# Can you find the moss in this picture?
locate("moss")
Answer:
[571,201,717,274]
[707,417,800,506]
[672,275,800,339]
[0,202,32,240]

■ **REQUIRED WORK**: Reproduce the records above line for line, changing nothing.

■ **CORRECT RESPONSE**:
# Can you find the moss in this picture?
locate("moss")
Answer:
[571,201,717,274]
[707,417,800,506]
[672,275,800,339]
[0,202,32,240]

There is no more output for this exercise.